Instruction A
Copy the blog post from "3. Said goodbye" up to and including "or political science.", swapping "bejeweled" for "solitaire".
Instruction B
Answer these questions from the blog post:
(i) Which book is the writer reading?
(ii) How many songs can the iPod Nano store?
(iii) What date is given for the post titled "Some run off things"?

Article
Begin

7. Loving Auntie Janey's old fashioned Agony Column. Had a great laugh at the latest entry.

8. I find a mystifying sense of urgency at work --- finish the crap now so I can goof off immediately at StumbleUpon.

9. Imagining the floating hotel in Kerala. I still have the image of a blue room and white sheets.

10. Turning tables.

Tuesday, January 4, 2011

Some run off things

It has been some time since I last posted.

1. Changed my job in the spirit of giving the red, white and black the one finger salute. Well hello there career misstep. Now I miss what I used to do. I think I wasn't that clear with my objectives. Slightly enjoying the day time hours though I am still battling with my insomnia.

2. Bought myself an iPod Nano which stores over 2500 songs and over a thousand pictures --- space permitting. Thank you Apple for encouraging people to bit torrent to their hard drives delight.

3. Said goodbye to V and nearly broke my heart. Now the bastard has yet to reply to a single email. I can be so pathetic.

4. Just sent out my resume to other prospects. No misstep can be corrected. Unless it's HIV. Remember that.

5. My fagbitch friend K is acting up. A tad cold. Must be because I keep on calling him fagbitch. But I do love him. It's just that he is gay and a bitch.

6. Exchanging texts with a well muscled gent that I call gymhead. His occasional jejenese text makes me want to correct him. No sense chasing this as I don't feel a spark of interest. Another score for being pathetic.

7. My new job is 80% idle time. Make me wish that I have sufficient resources to sign up for open university. At least instead of playing bejeweled, I will be pondering the complexities of either economics or political science.

8. Reading All The Trouble in the World by PJ O'Rourke.

9. Early morning (like 430AM ) commutes make me happy. There's something about an empty road that makes me want to smile.

10. Currently listening to Liszt, Sara Bareilles, Ingrid Michaelson, Suede and Drum&Bass.

End

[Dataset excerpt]
Begin

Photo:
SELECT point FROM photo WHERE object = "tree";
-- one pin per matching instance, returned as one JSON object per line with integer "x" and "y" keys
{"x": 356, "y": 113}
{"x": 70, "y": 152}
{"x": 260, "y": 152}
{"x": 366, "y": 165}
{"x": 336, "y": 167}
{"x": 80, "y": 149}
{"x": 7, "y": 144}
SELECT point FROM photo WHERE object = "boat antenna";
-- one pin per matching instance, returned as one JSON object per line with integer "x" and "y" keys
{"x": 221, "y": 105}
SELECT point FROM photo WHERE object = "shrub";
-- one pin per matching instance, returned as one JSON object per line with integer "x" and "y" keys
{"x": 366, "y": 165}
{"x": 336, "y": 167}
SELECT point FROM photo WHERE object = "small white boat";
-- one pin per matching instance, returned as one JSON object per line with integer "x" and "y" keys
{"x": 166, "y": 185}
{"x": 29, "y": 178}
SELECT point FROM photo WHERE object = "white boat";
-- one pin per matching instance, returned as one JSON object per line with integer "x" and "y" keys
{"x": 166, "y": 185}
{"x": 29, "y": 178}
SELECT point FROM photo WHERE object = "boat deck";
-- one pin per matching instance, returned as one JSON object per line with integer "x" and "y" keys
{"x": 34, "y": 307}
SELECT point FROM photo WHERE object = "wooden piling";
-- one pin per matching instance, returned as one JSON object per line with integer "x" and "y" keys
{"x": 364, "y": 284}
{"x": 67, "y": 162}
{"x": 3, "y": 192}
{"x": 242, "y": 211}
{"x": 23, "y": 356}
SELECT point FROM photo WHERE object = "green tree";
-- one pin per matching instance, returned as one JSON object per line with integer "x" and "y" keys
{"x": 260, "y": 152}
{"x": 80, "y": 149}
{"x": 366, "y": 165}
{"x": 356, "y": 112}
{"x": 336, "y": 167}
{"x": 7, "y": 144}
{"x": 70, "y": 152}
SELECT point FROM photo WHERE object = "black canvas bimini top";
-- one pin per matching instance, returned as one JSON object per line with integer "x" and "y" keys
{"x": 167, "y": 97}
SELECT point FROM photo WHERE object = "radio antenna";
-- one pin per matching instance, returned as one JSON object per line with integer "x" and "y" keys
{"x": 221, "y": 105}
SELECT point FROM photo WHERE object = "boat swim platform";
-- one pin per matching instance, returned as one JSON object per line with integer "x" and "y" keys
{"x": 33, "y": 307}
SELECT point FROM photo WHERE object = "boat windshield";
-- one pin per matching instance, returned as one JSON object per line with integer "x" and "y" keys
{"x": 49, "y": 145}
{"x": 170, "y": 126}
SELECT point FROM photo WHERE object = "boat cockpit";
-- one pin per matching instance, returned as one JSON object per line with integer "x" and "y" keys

End

Result A
3. Said goodbye to V and nearly broke my heart. Now the bastard has yet to reply to a single email. I can be so pathetic.

4. Just sent out my resume to other prospects. No misstep can be corrected. Unless it's HIV. Remember that.

5. My fagbitch friend K is acting up. A tad cold. Must be because I keep on calling him fagbitch. But I do love him. It's just that he is gay and a bitch.

6. Exchanging texts with a well muscled gent that I call gymhead. His occasional jejenese text makes me want to correct him. No sense chasing this as I don't feel a spark of interest. Another score for being pathetic.

7. My new job is 80% idle time. Make me wish that I have sufficient resources to sign up for open university. At least instead of playing solitaire, I will be pondering the complexities of either economics or political science.

Result B
(i) All The Trouble in the World by PJ O'Rourke
(ii) Over 2500 songs
(iii) Tuesday, January 4, 2011